Copy out the final stretch of the listing: the line that contains "In this photo, where can the flip" and all lines after it, exactly as they appear.

— begin —

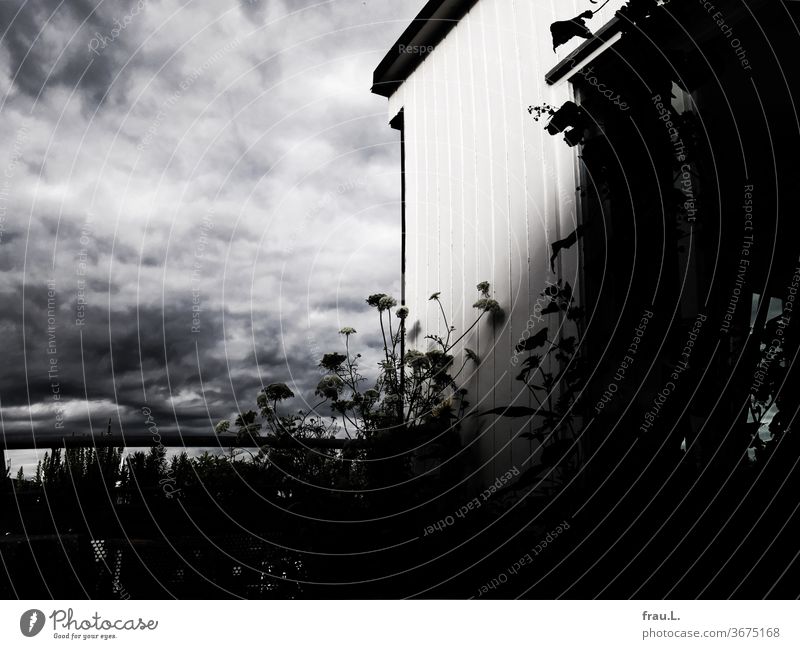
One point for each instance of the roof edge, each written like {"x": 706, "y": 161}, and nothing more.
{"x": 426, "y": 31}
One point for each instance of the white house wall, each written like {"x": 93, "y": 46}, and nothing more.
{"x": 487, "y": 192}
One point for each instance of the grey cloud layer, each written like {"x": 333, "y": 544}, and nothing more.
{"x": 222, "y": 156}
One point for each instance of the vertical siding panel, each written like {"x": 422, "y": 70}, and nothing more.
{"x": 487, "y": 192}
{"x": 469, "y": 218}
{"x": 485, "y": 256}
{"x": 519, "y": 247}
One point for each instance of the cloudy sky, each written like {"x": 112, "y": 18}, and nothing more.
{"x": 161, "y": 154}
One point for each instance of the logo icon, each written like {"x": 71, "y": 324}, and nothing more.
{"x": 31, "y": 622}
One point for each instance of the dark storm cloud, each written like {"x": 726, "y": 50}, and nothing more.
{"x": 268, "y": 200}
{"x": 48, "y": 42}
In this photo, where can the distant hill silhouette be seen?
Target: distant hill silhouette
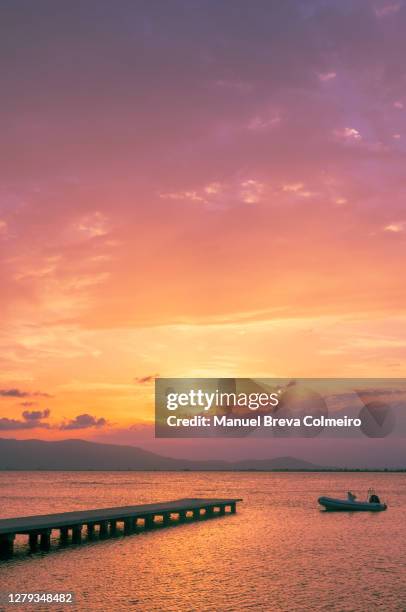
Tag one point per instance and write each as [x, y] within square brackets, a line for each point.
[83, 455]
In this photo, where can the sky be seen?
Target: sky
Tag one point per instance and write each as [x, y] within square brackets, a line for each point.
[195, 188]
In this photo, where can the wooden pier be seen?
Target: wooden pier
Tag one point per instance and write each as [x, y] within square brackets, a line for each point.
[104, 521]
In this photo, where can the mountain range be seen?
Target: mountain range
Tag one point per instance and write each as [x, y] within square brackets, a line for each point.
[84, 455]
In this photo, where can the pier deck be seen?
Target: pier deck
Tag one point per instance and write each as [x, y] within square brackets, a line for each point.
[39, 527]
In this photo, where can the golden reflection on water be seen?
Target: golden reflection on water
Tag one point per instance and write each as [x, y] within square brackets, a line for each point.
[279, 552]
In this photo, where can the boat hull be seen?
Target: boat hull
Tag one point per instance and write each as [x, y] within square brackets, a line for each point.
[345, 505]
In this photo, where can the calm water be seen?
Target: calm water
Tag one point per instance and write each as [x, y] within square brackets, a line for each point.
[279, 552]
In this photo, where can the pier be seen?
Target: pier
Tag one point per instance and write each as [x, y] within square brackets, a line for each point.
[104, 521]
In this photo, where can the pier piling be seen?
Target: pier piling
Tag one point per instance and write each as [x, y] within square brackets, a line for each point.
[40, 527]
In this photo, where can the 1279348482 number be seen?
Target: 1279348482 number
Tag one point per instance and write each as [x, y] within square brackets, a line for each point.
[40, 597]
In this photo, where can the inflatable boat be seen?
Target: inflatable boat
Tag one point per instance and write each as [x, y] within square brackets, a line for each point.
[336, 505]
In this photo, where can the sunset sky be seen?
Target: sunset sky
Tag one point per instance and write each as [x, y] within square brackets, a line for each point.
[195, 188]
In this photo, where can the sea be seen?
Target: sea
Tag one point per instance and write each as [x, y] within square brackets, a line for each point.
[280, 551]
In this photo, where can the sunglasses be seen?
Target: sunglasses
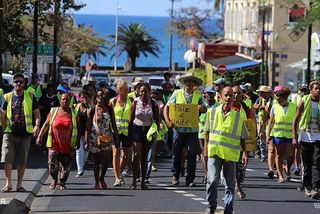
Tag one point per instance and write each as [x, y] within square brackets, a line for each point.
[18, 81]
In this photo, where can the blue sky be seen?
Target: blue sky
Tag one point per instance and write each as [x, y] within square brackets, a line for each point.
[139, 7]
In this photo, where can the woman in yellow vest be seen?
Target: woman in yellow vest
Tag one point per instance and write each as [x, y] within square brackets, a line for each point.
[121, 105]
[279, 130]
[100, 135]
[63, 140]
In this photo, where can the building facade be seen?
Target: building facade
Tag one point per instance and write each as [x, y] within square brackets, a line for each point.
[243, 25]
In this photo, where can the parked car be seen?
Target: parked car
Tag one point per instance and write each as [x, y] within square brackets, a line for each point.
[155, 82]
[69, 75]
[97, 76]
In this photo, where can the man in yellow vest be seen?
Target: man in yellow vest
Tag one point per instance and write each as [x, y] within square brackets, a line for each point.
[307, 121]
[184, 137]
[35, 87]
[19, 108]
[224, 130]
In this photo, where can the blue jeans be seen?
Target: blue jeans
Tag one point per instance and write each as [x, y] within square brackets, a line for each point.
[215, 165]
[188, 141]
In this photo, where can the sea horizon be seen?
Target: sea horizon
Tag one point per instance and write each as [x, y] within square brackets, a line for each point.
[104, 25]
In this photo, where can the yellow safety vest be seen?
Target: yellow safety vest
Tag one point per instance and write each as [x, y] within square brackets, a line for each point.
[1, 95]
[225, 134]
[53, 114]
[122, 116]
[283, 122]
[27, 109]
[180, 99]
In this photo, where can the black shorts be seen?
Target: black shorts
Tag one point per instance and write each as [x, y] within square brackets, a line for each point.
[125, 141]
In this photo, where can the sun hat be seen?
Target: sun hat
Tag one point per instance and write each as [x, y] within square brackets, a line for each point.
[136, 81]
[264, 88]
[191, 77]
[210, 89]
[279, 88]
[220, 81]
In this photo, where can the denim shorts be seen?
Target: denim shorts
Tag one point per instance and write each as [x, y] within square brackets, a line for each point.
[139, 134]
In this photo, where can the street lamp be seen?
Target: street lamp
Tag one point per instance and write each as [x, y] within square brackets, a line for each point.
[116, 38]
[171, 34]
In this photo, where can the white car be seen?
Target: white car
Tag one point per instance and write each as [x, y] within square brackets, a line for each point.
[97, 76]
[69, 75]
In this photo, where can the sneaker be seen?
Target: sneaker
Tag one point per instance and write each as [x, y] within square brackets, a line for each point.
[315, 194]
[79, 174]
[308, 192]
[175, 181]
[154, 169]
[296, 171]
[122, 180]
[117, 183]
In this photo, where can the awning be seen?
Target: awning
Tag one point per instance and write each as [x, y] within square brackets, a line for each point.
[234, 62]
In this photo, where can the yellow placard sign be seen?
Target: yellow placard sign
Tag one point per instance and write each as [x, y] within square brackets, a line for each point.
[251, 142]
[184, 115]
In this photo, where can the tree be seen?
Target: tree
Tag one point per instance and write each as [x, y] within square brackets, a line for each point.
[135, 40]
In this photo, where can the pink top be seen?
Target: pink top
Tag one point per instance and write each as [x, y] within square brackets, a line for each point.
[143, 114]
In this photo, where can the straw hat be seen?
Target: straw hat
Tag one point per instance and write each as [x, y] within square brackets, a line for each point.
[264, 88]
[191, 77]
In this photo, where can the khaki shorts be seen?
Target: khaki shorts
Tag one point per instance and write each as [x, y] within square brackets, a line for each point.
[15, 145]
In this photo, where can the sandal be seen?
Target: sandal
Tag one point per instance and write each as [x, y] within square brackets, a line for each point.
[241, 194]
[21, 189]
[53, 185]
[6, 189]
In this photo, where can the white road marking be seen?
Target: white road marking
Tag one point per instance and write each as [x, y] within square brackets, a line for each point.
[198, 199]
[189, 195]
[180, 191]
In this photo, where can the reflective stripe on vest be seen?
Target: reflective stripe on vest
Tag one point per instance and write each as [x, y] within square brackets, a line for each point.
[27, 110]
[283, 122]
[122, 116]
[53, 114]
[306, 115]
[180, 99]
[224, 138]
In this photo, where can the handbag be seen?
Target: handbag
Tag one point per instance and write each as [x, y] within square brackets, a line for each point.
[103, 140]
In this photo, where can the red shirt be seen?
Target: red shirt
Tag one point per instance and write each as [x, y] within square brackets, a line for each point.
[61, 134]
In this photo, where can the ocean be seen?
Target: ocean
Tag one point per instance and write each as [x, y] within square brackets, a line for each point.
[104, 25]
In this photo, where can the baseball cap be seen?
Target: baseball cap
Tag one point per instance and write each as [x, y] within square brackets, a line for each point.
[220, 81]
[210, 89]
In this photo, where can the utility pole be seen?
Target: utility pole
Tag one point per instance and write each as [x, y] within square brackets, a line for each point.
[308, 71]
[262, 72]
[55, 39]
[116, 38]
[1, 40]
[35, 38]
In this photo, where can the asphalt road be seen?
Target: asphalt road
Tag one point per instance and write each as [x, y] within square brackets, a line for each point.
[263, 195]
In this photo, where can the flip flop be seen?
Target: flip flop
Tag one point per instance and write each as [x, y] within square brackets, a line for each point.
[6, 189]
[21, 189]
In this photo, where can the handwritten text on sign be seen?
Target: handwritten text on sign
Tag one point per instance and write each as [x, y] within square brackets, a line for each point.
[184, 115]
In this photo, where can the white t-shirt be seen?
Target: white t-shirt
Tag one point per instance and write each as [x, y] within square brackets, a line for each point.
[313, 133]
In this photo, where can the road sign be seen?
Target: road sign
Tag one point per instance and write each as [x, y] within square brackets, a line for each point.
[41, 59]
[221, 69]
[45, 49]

— end —

__The output__:
In this photo, where can the flip flop be seen?
Target: flip flop
Tag one point per instance and write each as [x, y] within square brackets, a line for each point.
[6, 189]
[21, 189]
In this photo, where can the handwritten text on sign be seen?
Target: handwritten text on sign
Tag one point per instance and write each as [x, y] within square brackets, a line for each point.
[184, 115]
In this photo, where can the white t-shirt be seen?
Target: white t-shirt
Tag one point per instance and write each as [x, y] within square brackets, a line for each point.
[313, 133]
In this photo, where can the road sign be seen?
Target: road sign
Tag one point per instance and write each as [x, y] within square brackets, a line for each point.
[41, 59]
[221, 69]
[45, 49]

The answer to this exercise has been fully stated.